REQUEST: Give all the records below as a Markdown table with two columns, Row and Text, one numbered row per line and no rows for blank lines. Leave the pictures out.

======== RECORDS SHOWN ========

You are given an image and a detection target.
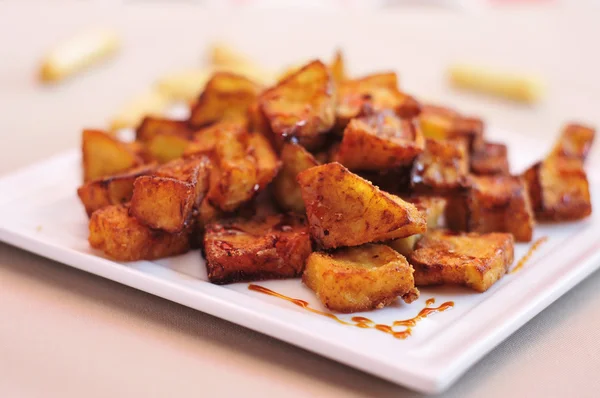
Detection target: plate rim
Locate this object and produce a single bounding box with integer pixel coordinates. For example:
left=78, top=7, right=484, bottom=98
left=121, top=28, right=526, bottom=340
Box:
left=0, top=149, right=600, bottom=394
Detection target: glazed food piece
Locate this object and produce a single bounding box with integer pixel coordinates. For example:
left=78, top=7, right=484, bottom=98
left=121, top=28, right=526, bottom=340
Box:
left=419, top=105, right=484, bottom=152
left=298, top=163, right=427, bottom=248
left=468, top=175, right=535, bottom=242
left=259, top=61, right=335, bottom=149
left=329, top=50, right=347, bottom=86
left=524, top=156, right=592, bottom=221
left=411, top=139, right=469, bottom=194
left=183, top=122, right=241, bottom=157
left=247, top=99, right=274, bottom=136
left=81, top=130, right=144, bottom=182
left=247, top=133, right=281, bottom=190
left=135, top=116, right=192, bottom=142
left=336, top=110, right=425, bottom=170
left=204, top=214, right=312, bottom=284
left=471, top=142, right=509, bottom=175
left=411, top=139, right=469, bottom=231
left=208, top=129, right=260, bottom=212
left=130, top=156, right=210, bottom=233
left=189, top=72, right=261, bottom=128
left=552, top=123, right=596, bottom=161
left=336, top=72, right=421, bottom=129
left=386, top=196, right=448, bottom=256
left=273, top=143, right=319, bottom=213
left=408, top=230, right=514, bottom=292
left=88, top=205, right=190, bottom=261
left=77, top=164, right=156, bottom=217
left=302, top=244, right=419, bottom=313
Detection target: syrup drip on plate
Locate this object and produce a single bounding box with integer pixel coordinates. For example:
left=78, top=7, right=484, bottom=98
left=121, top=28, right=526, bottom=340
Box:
left=248, top=284, right=454, bottom=340
left=509, top=236, right=548, bottom=274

========

FULL ANSWER:
| Row | Text |
|---|---|
| 1 | You are given an image and a detection target. |
| 2 | Detection target: plate rim |
| 3 | Locate this object and produce a single bounding box with integer pixel coordinates. For example: |
| 4 | left=78, top=7, right=484, bottom=98 |
| 5 | left=121, top=28, right=526, bottom=340 |
| 6 | Box: |
| 7 | left=0, top=149, right=600, bottom=394 |
| 8 | Detection target: glazed food piece |
| 9 | Locate this object and produce a single bounding box with integer pixel coordinates. For example: |
| 10 | left=78, top=7, right=484, bottom=98 |
| 11 | left=121, top=28, right=526, bottom=340 |
| 12 | Box: |
| 13 | left=419, top=105, right=484, bottom=152 |
| 14 | left=298, top=163, right=427, bottom=248 |
| 15 | left=468, top=175, right=535, bottom=242 |
| 16 | left=259, top=61, right=335, bottom=149 |
| 17 | left=329, top=50, right=347, bottom=86 |
| 18 | left=524, top=156, right=592, bottom=221 |
| 19 | left=411, top=139, right=469, bottom=194 |
| 20 | left=183, top=122, right=241, bottom=157 |
| 21 | left=247, top=99, right=274, bottom=136 |
| 22 | left=81, top=130, right=144, bottom=182 |
| 23 | left=247, top=133, right=281, bottom=190 |
| 24 | left=135, top=116, right=192, bottom=142 |
| 25 | left=336, top=110, right=425, bottom=170 |
| 26 | left=204, top=214, right=312, bottom=284 |
| 27 | left=471, top=142, right=509, bottom=175 |
| 28 | left=411, top=139, right=469, bottom=231 |
| 29 | left=208, top=129, right=260, bottom=212 |
| 30 | left=130, top=156, right=210, bottom=233 |
| 31 | left=189, top=72, right=261, bottom=128 |
| 32 | left=552, top=123, right=596, bottom=161 |
| 33 | left=336, top=72, right=421, bottom=129 |
| 34 | left=386, top=196, right=448, bottom=256 |
| 35 | left=273, top=143, right=319, bottom=213 |
| 36 | left=408, top=230, right=514, bottom=292 |
| 37 | left=88, top=205, right=190, bottom=261 |
| 38 | left=77, top=164, right=156, bottom=217 |
| 39 | left=302, top=244, right=419, bottom=313 |
| 40 | Detection target: syrup drip on plate |
| 41 | Locate this object and produce a single bounding box with integer pixel coordinates. For example: |
| 42 | left=78, top=7, right=484, bottom=98 |
| 43 | left=121, top=28, right=526, bottom=340 |
| 44 | Box: |
| 45 | left=248, top=284, right=454, bottom=340 |
| 46 | left=509, top=236, right=548, bottom=274 |